EXERCISE: Please rewrite the listing below, swapping "wheat" for "barley" and keeping everything else the same. Leave the pictures out of your answer.
* Start SOURCE MATERIAL *
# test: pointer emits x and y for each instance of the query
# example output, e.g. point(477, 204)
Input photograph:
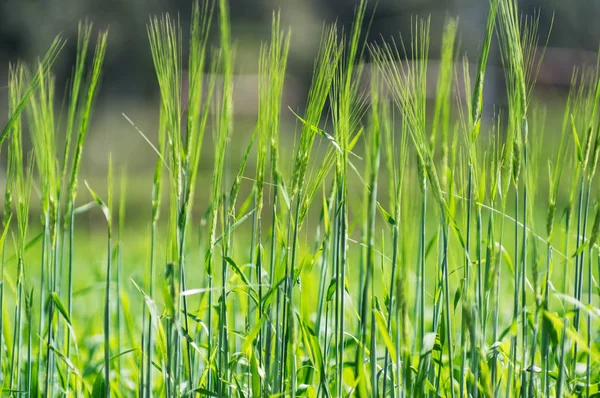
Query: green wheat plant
point(396, 236)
* End SOURCE MATERIAL *
RIGHT ANSWER:
# test: pointer emits x and y for each instance of the query
# example output, e.g. point(477, 204)
Input photograph:
Query: green barley plant
point(396, 236)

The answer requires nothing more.